◆ Page excerpt
[Start of Attachment]
HARARE (Reuters) - Zimbabwe’s parks agency said a bacterial disease known as haemorrhagic septicaemia could be behind the deaths of 34 elephants, a week after Botswana blamed toxins produced by another type of bacterium for killing more than 300 elephants.
Officials are conducting more tests on samples from Zimbabwe’s dead elephants to try to get conclusive results, and Botswana’s chief vet said questions still needed to be answered.
Below are some facts about the different micro-organisms believed to have caused elephant deaths in the two countries.
WHICH BACTERIA ARE TO BLAME?
Haemorrhagic septicaemia (HS) is a disease caused by the bacterium pasteurella multocida. It can affect cattle, buffalo and other animals.
It occurs in parts of Asia and Africa, and is often fatal, scientists say.
Cyanobacteria, blamed for the deaths in Botswana, are micro-organisms that are common in water and also occur in soil. Some can produce toxins that damage the liver or nervous system of animals and humans.
HOW DOES HS SPREAD?
It can be transmitted by ingesting contaminated food and water, or through respiratory secretions.
Chris Foggin, a vet who has tested samples from the dead elephants in Zimbabwe, said the bacteria that cause HS seem to affect animals when they are stressed and in large numbers.
HOW DO CYANOBACTERIA PROLIFERATE?
Cyanobacteria favour warm, nutrient-rich conditions. When they multiply they can create blooms that spread across the surface of a water body and discolour it.
Fertilisers used by farmers can encourage cyanobacterial blooms to form through nutrient loading.
HOW BIG IS THE POTENTIAL IMPACT?
Between them, Zimbabwe and Botswana are believed to be home to more than 200,000 elephants, roughly half of the continent’s elephant population.
[End of Attachment]
◆ Required action 1
According to the article on the elephant deaths, which bacterium causes haemorrhagic septicaemia?
◆ Required action 2
Repeat, word for word, the stretch of the elephant deaths article from "Cyanobacteria favour warm, nutrient-rich" through "continent’s elephant population.".

◆ Source data
[Start of Attachment]
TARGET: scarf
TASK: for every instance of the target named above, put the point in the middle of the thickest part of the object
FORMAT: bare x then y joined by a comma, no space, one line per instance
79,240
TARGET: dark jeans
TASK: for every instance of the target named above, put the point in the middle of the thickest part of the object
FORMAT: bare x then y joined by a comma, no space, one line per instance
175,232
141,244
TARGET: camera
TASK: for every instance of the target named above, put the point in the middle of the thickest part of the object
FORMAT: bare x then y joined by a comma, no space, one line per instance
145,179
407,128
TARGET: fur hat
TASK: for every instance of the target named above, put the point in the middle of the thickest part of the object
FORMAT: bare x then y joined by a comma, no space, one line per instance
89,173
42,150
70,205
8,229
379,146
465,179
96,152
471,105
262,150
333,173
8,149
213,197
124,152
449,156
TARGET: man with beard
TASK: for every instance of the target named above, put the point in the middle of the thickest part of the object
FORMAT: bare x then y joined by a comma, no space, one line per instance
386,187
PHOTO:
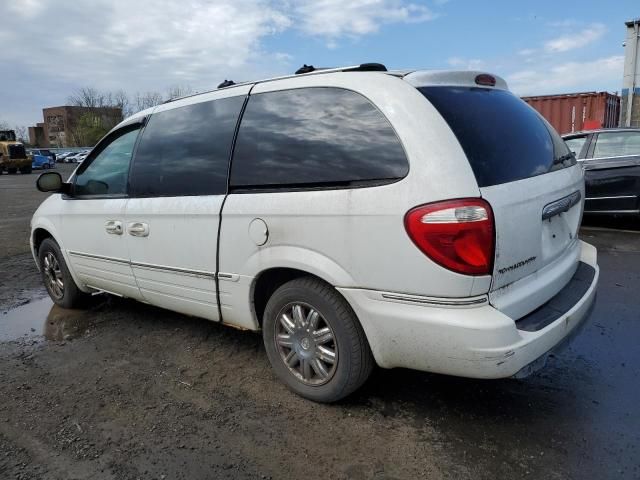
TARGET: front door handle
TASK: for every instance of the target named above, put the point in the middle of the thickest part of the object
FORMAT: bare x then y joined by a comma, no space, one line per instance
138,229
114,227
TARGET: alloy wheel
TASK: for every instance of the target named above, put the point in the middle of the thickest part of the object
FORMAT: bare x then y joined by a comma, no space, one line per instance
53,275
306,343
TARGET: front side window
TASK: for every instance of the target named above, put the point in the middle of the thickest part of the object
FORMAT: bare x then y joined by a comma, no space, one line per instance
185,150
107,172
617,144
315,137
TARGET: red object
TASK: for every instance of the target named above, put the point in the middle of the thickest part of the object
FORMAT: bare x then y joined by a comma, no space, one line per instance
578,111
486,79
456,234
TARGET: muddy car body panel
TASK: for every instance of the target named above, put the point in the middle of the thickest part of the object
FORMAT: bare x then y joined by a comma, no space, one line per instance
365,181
[End of Attachment]
◆ Answer area 1
Pasteurella multocida.

◆ Answer area 2
Cyanobacteria favour warm, nutrient-rich conditions. When they multiply they can create blooms that spread across the surface of a water body and discolour it.
Fertilisers used by farmers can encourage cyanobacterial blooms to form through nutrient loading.
HOW BIG IS THE POTENTIAL IMPACT?
Between them, Zimbabwe and Botswana are believed to be home to more than 200,000 elephants, roughly half of the continent’s elephant population.